Dataset entries:
══════
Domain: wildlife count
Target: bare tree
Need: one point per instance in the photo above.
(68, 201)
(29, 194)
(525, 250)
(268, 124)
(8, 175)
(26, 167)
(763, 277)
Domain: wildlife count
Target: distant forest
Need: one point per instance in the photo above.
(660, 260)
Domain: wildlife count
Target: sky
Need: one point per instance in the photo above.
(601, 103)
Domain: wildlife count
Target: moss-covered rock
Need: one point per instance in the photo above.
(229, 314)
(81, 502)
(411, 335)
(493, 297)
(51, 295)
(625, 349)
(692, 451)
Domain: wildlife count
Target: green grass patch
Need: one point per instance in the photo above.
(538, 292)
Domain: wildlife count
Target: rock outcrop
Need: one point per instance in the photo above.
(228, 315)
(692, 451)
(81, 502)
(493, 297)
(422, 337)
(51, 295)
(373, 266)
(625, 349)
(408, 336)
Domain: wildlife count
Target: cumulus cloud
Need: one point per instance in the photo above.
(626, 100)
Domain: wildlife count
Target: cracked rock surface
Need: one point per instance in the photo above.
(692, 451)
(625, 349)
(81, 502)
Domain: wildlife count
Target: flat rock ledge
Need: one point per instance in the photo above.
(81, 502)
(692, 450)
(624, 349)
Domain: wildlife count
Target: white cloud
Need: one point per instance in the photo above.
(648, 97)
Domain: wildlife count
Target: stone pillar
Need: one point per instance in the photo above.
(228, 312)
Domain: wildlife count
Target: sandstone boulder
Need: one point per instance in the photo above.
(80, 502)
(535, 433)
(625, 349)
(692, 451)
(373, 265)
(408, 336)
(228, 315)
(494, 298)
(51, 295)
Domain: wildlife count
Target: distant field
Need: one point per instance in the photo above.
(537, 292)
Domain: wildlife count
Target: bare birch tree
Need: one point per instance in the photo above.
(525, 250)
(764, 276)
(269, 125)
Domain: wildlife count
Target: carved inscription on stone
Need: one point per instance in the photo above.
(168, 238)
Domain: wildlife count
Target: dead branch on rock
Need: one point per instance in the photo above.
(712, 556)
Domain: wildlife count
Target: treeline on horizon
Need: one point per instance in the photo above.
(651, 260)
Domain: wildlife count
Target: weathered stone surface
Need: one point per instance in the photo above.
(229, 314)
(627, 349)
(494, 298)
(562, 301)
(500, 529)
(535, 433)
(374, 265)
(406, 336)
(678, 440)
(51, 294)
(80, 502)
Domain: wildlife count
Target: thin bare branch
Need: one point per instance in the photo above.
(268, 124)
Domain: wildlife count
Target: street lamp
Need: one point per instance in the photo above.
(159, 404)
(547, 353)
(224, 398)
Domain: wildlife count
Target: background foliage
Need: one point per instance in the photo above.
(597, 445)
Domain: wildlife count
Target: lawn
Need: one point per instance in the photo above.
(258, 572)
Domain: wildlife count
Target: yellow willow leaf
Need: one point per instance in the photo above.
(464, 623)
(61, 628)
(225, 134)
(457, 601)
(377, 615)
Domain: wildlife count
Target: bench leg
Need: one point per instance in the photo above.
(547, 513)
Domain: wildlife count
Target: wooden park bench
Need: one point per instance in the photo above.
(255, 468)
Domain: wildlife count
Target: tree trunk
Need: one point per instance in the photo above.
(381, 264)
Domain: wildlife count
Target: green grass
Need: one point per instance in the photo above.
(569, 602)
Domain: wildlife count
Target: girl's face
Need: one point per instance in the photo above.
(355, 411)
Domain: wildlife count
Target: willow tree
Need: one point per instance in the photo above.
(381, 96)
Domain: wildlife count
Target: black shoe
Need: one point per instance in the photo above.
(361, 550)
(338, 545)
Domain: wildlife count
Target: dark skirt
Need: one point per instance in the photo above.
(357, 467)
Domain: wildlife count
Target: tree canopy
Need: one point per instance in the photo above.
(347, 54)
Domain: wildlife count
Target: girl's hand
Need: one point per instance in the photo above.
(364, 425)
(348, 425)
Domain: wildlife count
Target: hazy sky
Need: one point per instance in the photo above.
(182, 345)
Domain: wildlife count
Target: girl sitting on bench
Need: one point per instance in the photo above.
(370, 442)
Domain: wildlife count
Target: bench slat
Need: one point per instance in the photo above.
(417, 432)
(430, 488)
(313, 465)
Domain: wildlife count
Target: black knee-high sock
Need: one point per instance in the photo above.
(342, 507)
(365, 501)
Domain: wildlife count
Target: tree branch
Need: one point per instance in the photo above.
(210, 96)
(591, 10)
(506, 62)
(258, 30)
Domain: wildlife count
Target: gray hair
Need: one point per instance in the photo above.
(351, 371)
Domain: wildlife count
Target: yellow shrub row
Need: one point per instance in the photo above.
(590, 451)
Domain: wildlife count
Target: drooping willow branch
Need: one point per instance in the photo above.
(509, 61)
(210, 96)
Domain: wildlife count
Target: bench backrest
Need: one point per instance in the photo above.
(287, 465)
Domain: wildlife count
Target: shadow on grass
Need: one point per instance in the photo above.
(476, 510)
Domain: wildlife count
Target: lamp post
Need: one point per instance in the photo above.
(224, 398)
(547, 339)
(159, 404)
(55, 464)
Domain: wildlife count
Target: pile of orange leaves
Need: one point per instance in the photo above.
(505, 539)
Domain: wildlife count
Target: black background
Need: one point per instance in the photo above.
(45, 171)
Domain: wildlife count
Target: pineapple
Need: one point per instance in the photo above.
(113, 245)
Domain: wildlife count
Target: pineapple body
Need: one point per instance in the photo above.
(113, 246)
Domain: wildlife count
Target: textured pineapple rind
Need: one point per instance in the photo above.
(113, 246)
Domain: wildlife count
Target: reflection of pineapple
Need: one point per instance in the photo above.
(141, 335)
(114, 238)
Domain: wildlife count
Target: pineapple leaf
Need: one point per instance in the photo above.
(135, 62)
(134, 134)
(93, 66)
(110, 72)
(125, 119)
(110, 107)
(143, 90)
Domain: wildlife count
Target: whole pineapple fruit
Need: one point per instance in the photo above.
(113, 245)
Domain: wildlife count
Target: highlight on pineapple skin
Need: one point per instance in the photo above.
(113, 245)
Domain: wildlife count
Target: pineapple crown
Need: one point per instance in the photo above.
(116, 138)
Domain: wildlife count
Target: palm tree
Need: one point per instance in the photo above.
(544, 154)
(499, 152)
══════
Task item: Write down how many lines in this listing contain the word "lamp"; the number is the whole answer.

Output of the exercise: 2